Given text section start

Welcome to the third annual BOP 25 of Summer. Just as we have for the past two years, we locked the staff into a stale closet and refused to let them out until they voted for their ten most anticipated titles of the period from the final weekend of April through the Labor Day holiday weekend. Since the group of writers we have assembled are stubbornly unconventional, the list includes a fascinating combination of mainstream tentpole releases alongside indie and foreign productions that are unlikely to earn $10 million domestic. We hope that you enjoy our eclectic take on what has us hyped up and glad to be movie lovers.

The top few selections are probably not that surprising, as our group has the same love for comic book heroes and strange, candy-making genuises that the rest of the free world does. Where we might surprise you are on some of the selections we have picked over much more expensive mainstream productions such as Dark Water and The Island. After a bad run of Japanese horror remakes, we’re worried about Dark Water’s potential, and the trailer for The Island makes us realize that Michael Bay can ruin even Ewan McGregor and Scarlett Johansson.

Given text section end
Extracted records section start

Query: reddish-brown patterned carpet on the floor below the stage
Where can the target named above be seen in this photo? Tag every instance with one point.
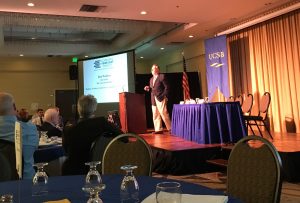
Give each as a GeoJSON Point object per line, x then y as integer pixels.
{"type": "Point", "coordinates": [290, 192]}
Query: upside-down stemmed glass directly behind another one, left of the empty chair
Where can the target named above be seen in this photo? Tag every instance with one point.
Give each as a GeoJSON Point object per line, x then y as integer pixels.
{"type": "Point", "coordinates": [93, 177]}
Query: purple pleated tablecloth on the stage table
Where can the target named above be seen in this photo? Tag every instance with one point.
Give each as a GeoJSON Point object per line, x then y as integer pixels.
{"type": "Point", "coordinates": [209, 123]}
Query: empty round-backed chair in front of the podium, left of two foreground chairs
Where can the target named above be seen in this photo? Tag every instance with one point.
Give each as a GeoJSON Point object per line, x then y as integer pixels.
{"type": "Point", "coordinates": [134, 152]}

Extracted records section end
Extracted records section start

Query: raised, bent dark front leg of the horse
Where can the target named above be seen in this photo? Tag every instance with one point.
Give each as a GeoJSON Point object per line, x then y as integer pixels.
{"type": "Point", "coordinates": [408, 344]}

Extracted records section end

Questions to answer:
A - Reproduce the part of the summer movie preview between "The top few" and "and Scarlett Johansson.", inclusive.
B - Translate this sentence from the summer movie preview into Spanish: "We hope that you enjoy our eclectic take on what has us hyped up and glad to be movie lovers."

Task-by-task solutions:
A -
The top few selections are probably not that surprising, as our group has the same love for comic book heroes and strange, candy-making genuises that the rest of the free world does. Where we might surprise you are on some of the selections we have picked over much more expensive mainstream productions such as Dark Water and The Island. After a bad run of Japanese horror remakes, we’re worried about Dark Water’s potential, and the trailer for The Island makes us realize that Michael Bay can ruin even Ewan McGregor and Scarlett Johansson.

B - Esperamos que disfruten de nuestra visión ecléctica de lo que nos tiene entusiasmados y felices de ser amantes del cine.